| Direction |
Display each line in the listing below that contains the string "fruit", treating uppercase and lowercase as distinct.

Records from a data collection
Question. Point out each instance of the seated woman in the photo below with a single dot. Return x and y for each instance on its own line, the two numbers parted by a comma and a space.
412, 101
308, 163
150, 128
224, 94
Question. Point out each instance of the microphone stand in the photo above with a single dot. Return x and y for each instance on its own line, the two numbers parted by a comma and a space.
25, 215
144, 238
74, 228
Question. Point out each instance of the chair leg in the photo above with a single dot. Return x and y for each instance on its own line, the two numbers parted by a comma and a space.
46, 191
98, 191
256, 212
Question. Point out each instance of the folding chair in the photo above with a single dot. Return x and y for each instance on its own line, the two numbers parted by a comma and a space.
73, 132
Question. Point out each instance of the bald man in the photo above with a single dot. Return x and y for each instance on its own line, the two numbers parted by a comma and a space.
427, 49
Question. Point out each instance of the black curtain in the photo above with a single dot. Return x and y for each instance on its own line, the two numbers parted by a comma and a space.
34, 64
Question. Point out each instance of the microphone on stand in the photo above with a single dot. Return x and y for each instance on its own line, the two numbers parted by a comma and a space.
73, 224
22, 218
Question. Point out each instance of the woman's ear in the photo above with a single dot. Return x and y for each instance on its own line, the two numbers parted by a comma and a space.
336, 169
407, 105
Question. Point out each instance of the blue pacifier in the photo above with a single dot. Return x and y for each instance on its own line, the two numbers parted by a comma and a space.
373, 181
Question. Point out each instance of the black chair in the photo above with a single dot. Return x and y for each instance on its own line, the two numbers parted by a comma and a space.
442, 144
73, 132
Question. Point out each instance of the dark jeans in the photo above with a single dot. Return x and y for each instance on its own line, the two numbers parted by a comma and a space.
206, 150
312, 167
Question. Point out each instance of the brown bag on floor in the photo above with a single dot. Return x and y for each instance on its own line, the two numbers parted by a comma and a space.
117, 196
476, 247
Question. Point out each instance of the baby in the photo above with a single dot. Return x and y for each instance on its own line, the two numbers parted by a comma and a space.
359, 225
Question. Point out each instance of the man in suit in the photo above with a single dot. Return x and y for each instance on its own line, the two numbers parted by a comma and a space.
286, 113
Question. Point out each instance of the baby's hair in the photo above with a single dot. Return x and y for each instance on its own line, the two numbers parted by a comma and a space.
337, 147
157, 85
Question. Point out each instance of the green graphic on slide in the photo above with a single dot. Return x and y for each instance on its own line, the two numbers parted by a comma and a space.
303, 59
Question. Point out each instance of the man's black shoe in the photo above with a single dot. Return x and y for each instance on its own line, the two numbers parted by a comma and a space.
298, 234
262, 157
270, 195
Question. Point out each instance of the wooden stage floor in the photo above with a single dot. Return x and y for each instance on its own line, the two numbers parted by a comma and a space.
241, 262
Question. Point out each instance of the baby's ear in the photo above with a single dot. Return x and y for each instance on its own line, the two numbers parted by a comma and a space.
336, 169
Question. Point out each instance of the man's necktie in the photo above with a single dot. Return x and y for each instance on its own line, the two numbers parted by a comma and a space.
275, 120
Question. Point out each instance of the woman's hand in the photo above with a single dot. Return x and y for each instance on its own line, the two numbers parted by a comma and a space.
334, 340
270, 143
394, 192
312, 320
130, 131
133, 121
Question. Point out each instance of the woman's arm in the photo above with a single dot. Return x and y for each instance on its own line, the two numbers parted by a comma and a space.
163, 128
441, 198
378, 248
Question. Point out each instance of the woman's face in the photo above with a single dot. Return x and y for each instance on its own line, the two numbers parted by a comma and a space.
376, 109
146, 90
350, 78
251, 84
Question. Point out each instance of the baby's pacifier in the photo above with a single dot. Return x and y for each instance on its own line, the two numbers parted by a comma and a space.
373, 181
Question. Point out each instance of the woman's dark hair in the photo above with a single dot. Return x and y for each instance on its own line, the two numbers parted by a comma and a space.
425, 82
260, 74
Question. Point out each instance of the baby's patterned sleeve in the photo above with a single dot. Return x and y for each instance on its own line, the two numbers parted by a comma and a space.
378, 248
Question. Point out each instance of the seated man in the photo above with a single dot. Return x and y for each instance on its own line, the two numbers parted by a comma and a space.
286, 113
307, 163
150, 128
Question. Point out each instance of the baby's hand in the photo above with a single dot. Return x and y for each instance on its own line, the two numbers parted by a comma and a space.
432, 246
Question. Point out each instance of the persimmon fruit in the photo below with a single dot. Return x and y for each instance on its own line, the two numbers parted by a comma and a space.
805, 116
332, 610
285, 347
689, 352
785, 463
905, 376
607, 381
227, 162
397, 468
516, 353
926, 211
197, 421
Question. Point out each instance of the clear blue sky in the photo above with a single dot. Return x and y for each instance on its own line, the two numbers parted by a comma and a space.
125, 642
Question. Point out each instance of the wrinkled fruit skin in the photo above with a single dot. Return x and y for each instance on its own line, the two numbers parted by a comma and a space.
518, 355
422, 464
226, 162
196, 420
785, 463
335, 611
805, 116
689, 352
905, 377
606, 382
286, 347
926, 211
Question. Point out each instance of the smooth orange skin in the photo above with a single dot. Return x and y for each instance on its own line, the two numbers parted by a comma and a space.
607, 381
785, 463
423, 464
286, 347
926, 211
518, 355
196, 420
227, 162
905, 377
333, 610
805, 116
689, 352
==
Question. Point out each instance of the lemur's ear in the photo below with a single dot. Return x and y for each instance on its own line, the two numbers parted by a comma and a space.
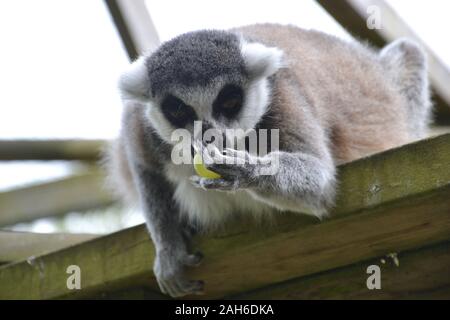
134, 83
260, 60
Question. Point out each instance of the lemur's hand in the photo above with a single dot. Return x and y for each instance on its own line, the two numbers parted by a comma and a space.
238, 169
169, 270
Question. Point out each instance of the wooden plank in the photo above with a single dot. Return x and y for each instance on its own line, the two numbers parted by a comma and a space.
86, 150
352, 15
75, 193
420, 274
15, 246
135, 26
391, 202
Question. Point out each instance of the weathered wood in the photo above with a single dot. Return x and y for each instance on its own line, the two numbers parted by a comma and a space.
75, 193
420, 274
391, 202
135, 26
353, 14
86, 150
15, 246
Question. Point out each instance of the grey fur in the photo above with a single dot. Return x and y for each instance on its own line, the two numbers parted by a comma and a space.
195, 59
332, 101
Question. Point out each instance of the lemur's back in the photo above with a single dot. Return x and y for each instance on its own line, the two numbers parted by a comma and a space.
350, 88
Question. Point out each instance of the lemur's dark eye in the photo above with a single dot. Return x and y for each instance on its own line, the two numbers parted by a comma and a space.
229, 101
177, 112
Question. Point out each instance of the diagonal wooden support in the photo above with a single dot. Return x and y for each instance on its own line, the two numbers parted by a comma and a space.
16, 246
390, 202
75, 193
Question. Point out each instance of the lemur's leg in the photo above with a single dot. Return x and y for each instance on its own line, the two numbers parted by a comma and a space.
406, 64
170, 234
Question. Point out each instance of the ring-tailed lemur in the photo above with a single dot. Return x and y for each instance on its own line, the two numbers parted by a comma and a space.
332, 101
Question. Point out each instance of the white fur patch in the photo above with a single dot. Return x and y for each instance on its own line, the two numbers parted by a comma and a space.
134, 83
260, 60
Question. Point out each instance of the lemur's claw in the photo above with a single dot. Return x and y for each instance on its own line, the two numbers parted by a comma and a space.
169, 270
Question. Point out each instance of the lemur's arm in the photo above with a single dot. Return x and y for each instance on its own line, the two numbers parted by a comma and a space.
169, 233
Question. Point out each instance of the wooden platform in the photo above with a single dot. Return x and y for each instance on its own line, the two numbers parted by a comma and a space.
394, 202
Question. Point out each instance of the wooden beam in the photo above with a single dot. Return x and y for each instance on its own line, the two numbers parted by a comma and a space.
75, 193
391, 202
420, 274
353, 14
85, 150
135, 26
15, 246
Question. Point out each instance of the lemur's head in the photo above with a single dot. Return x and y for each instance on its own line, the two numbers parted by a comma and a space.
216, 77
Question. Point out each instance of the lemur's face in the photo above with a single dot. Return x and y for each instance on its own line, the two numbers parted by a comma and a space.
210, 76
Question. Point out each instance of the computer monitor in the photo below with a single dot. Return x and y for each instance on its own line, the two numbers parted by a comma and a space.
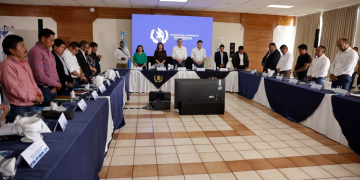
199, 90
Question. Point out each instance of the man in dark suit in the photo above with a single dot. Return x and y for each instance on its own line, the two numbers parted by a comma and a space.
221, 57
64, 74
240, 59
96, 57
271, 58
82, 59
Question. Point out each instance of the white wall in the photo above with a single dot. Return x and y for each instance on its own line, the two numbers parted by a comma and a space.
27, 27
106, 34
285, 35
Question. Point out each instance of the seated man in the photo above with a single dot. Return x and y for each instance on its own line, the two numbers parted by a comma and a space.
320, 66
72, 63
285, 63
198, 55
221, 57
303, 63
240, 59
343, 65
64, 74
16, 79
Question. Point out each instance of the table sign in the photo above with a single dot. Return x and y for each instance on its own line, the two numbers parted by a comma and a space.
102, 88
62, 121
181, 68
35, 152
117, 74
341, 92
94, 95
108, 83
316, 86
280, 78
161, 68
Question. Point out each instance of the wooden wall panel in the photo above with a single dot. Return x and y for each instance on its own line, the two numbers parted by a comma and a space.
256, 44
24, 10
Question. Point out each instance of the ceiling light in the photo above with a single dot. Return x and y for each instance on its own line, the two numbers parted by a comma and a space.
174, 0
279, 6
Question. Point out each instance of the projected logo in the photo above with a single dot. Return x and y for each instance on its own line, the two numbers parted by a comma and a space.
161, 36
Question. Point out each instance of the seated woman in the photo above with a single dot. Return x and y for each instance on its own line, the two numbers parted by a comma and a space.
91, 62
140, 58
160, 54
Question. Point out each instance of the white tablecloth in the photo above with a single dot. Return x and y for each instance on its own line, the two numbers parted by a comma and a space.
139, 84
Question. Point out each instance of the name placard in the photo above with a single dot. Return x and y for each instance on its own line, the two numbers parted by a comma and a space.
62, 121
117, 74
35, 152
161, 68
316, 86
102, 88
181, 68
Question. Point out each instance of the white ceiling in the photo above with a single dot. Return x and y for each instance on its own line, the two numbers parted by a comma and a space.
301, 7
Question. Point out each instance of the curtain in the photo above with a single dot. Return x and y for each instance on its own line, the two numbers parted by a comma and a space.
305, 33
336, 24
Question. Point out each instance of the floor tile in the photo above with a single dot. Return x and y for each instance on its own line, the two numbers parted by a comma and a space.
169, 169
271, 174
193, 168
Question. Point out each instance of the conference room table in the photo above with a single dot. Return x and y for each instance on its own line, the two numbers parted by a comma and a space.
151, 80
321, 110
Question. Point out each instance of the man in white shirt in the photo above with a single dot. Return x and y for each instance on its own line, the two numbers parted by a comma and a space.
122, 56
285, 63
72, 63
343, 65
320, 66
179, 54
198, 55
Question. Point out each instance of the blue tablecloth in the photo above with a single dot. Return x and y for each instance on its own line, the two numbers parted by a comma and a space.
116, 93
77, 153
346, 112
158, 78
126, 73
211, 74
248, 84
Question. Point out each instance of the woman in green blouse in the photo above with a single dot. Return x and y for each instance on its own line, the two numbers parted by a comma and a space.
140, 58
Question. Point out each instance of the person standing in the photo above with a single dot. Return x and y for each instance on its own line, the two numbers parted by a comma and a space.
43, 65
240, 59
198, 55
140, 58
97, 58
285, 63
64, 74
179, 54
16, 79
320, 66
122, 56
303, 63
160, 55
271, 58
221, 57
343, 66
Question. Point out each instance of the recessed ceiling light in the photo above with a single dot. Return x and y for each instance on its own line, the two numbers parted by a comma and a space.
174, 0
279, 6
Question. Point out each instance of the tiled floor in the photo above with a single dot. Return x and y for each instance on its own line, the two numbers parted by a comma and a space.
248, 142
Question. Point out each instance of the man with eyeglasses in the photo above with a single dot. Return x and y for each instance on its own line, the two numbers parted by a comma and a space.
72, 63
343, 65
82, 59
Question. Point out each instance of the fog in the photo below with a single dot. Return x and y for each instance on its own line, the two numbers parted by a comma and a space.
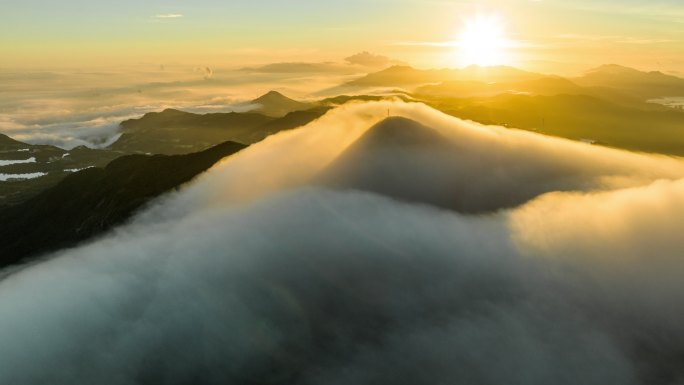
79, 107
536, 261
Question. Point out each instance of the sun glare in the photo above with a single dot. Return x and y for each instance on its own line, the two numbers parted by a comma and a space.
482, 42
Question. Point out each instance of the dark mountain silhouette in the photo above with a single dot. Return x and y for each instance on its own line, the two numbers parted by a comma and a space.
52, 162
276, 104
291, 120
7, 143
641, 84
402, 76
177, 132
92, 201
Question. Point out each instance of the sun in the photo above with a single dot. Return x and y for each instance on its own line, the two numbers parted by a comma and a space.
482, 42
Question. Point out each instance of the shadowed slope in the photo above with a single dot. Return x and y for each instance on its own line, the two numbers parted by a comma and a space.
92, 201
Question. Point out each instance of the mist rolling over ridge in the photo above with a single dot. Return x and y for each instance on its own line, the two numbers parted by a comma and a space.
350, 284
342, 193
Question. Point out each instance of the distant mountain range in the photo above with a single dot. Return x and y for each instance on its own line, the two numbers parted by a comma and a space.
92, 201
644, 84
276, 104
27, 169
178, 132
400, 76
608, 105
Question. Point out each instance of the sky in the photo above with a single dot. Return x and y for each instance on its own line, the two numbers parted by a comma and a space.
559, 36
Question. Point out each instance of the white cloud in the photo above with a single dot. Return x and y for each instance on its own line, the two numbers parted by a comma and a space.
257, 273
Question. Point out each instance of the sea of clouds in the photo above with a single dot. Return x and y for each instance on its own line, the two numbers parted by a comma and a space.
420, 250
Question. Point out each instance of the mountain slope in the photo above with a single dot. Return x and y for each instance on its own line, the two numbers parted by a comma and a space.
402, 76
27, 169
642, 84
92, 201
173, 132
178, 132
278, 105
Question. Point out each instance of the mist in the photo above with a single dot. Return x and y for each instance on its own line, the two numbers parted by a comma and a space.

| In response |
Question. Point out each instance of the persimmon fruit in the photo below with a single dot. Return x and y for each instance on its own line, the two numbers parted by a comma and a space.
Question. Point out each instance of the wrinkled fruit skin in the photo above with a single dot. Return x and y for each instance on its own line, the two numbers parted by a comma and a space.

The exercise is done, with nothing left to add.